__本文__.

* * * * * * * * *

前回同様にまずは何人分の枠が空くのかを予想。これについては11/7に大量のDFA選手が発生したためにかなり精度の高いものになりそう。

★投手(21名)
Albert Abreu
Jhony Brito
Gerrit Cole
Nestor Cortes
Scott Effross
Luis Gil
Yoendrys Gómez
Ian Hamilton
Clay Holmes
Tommy Kahnle
Michael King
Matt Krook
Jonathan Loáisiga
Ron Marinaccio
Anthony Misiewicz
Nick Ramirez
Carlos Rodón
Clarke Schmidt
Lou Trivino
Randy Vásquez
Greg Weissert
Jimmy Cordero(→11/7DFA)
Matt Bowman(→11/7DFA)
Domingo Germán(→11/7DFA)
Ryan Weber(→11/7DFA)

★捕手(5名)

Kyle Higashioka
Carlos Narvaez(→11/7登録)
Ben Rortvedt
Jose Trevino
Austin Wells

★内野手(5名)
DJ LeMahieu
Oswald Peraza
Anthony Rizzo
Gleyber Torres
Anthony Volpe

★外野手(7名)
Jake Bauer
Oswaldo Cabrera
Jasson Domínguez
Estevan Florial
Aaron Judge
Everson Pereira
Giancarlo Stanton
Billy McKinney(→11/7DFA)

* * * * * * * * *

[データソースからの項目]
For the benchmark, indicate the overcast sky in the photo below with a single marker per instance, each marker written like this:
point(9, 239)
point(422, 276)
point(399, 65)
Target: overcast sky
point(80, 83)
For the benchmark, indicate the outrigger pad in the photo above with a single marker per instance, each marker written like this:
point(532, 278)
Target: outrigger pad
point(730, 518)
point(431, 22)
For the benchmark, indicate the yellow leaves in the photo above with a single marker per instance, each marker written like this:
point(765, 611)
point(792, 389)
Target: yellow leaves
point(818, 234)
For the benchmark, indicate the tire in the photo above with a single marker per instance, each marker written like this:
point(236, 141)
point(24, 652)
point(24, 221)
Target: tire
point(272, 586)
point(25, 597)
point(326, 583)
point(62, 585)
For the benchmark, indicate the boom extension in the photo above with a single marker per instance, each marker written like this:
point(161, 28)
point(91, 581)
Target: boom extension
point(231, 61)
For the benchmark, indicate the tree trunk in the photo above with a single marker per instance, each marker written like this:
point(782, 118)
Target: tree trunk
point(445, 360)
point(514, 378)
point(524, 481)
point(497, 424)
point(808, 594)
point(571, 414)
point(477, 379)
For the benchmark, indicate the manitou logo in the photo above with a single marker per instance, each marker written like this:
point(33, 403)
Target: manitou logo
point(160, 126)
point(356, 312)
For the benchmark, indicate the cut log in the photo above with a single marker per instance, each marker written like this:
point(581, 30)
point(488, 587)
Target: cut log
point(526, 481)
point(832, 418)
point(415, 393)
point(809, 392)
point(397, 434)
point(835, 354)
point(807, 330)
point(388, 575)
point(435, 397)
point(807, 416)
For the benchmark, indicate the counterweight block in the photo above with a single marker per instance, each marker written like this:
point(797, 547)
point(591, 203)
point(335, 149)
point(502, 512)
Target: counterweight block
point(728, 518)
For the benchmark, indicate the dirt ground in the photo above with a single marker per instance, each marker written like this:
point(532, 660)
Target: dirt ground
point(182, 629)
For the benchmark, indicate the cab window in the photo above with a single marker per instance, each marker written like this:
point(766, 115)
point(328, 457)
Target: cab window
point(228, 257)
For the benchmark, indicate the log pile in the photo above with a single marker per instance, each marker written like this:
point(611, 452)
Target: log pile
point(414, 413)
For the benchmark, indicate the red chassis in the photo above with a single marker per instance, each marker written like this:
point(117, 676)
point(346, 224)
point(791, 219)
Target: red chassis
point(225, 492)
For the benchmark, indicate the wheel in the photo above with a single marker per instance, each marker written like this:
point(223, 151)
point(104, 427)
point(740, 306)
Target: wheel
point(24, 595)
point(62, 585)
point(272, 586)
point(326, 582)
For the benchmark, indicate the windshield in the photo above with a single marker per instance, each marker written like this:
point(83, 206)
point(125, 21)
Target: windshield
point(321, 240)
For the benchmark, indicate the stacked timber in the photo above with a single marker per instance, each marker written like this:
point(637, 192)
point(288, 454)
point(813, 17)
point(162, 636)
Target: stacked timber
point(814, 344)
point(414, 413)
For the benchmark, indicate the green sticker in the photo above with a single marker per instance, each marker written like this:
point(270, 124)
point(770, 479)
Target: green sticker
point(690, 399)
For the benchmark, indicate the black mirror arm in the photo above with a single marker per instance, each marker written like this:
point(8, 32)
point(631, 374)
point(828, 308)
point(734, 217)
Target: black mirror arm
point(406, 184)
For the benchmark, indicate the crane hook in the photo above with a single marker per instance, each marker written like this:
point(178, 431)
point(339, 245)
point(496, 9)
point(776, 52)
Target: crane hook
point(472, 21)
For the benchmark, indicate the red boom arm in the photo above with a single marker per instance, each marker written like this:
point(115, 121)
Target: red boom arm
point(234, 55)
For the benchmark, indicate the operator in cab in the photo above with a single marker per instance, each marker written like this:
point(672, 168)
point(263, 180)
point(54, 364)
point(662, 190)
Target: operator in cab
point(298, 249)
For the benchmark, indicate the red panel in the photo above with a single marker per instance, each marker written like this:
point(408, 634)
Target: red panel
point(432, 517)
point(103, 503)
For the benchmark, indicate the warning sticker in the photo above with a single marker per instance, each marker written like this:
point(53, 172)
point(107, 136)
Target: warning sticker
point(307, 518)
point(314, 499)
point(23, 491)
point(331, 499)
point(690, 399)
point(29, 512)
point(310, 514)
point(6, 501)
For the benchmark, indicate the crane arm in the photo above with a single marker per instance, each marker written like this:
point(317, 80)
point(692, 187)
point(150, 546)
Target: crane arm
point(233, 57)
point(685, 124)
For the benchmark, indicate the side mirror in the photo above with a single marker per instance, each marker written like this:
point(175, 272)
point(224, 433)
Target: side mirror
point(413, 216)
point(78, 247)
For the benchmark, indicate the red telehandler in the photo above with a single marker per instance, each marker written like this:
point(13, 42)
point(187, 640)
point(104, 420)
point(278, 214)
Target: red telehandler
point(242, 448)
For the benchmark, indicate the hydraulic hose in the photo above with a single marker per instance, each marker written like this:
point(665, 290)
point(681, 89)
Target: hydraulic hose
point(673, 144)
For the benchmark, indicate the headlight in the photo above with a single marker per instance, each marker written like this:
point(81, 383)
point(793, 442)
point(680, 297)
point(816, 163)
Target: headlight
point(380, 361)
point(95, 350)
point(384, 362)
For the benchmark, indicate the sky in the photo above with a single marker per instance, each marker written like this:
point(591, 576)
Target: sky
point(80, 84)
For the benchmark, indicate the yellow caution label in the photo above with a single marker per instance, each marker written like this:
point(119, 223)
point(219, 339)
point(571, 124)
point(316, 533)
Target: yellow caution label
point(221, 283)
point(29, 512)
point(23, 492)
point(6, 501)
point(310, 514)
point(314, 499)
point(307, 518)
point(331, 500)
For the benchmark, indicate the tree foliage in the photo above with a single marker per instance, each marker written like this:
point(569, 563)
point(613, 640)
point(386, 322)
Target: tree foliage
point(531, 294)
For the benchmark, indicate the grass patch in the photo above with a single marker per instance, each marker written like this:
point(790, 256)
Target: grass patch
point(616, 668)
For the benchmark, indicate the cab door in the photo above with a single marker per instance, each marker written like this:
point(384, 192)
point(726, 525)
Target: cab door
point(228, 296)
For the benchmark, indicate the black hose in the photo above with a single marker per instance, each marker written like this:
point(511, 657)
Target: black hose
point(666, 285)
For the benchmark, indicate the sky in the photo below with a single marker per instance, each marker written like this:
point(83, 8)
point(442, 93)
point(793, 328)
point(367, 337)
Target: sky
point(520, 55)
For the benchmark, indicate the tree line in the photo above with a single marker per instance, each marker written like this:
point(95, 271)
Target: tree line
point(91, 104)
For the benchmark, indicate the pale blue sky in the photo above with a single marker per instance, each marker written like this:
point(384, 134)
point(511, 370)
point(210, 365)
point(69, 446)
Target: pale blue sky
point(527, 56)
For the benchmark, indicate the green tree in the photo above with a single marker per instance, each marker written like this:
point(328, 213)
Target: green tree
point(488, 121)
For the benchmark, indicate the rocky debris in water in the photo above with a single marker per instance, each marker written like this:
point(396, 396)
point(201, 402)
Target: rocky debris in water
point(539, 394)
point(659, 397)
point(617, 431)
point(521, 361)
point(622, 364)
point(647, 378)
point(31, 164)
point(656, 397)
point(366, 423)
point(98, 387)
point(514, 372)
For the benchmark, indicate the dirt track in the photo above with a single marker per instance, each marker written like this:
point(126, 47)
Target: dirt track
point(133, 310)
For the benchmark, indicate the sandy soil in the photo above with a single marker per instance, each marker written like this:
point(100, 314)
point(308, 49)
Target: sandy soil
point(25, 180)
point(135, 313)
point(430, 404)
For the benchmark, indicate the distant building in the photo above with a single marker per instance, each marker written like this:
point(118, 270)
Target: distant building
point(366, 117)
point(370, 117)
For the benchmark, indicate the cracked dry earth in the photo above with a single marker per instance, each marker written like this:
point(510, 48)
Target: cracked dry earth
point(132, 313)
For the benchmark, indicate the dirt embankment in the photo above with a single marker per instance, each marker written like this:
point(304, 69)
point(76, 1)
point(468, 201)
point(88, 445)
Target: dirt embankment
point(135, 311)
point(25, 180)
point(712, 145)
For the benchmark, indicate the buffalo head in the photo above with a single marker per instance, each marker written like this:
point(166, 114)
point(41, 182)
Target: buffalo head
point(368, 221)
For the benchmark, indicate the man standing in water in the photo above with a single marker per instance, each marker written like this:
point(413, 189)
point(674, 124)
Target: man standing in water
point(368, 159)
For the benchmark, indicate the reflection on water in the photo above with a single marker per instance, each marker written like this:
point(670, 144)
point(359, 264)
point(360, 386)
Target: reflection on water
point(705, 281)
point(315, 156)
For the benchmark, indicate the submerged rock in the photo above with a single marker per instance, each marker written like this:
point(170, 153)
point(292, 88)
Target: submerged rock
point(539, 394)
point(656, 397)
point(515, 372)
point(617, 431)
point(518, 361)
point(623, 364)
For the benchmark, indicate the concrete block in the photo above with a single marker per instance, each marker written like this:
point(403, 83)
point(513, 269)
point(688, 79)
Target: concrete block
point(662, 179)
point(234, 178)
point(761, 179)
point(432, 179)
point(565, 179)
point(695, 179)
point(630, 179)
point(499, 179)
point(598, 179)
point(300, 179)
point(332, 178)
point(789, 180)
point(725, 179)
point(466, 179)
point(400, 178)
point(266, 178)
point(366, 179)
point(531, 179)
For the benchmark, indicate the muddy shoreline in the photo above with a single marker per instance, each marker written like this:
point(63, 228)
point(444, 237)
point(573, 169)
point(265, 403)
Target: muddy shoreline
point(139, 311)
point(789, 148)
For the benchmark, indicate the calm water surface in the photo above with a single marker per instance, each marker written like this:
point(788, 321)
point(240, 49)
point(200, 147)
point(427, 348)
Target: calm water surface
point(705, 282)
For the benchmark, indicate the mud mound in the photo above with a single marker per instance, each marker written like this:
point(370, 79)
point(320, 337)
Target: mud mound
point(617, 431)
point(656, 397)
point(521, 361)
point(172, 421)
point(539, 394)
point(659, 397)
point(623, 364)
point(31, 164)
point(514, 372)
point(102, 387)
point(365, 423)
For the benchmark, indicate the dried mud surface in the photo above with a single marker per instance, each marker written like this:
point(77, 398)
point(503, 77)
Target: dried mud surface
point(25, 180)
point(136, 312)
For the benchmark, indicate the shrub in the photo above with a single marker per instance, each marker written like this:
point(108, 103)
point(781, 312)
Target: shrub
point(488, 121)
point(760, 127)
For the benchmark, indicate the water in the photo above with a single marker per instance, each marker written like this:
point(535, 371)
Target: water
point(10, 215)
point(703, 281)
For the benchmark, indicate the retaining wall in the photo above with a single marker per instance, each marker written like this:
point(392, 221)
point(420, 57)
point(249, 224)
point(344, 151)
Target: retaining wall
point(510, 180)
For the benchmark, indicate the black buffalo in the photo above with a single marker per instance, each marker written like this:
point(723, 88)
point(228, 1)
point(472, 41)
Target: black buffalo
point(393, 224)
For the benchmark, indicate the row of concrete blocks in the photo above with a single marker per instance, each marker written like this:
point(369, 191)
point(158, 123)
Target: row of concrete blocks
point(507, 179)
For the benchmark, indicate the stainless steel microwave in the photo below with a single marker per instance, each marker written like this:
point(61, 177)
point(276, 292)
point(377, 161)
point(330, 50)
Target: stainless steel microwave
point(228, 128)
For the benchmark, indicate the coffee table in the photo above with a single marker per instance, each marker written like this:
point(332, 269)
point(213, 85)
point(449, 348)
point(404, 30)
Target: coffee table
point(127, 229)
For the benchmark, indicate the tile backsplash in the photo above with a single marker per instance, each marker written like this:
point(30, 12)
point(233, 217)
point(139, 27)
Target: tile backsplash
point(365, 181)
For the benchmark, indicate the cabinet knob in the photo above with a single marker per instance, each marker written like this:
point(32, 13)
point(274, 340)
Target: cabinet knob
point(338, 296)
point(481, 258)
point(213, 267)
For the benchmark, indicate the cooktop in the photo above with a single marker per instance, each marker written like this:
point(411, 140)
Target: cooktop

* * * * * * * * *

__課題内容__. 枠の空き数を予想する本文を、最後に示された行のあとから引き継いで書き進めてください。 これらの項目は、本文とは別の資料です。

__回答__.
Franchy Cordero(→11/7DFA)


総計38名

まず、60ILなどの兼ね合いもあって、早期にロスター管理を要したことから、WeberやMcKinneyだけでなく、序盤にブルペンを支えたJimmy Corderoや完全試合男のDomingo Germánといった私生活でトラブルが生じた選手も早々にカット。合計で7名がDFAとなったわけですが、それを加味してもロスター枠は非常にシビア。Rule5プロテクトがマストなプロスペクトの人数や、Scott EffrossやLuis Gilらの戦線復帰を勘案するに、MisiewiczやAbreuといった中継ぎ投手のDFAはまだまだ有り得るかと思っています。外野手を見ても、アウトライト後に光る物を見せた大器Florialをロスターに残すのであれば対右プラトーンのBauersはDFAの可能性も。とするならば、今回のDFAで空いた2枠に加えて、+3枠程度を見積もることができます。

例年であればロスターセット直前にプロスペクトの40人枠登録を行っていましたが、少し驚きの発表もありましたよね。そうです、私が熱望していたCarlos Narvaezの40人ロスター入りです!!傘下屈指の捕手守備能力に加え、辛抱強いアプローチ、近年ではGame Powerも披露するなど3Aで躍動。この秋にチームがどのような判断を下すかが不安でありましたが、しっかりと確保したのは好印象です!

ただ、2年前にマイナーFAを迎える予定であった強打の捕手Donny Sandsを早々にロスターセットしつつ、Nick Nelsonと抱き合わせてトレード放出した動きもあったりしたので、ちょっと重なるところがあります。もしかするとNarvaez獲得を希望する球団が存在しているのかもしれません。ここはHigashioka放出の噂も絡んできそうですね。

②FA・トレードでの補強人数

ざっと今オフにNYYが講じるであろう補強を予想。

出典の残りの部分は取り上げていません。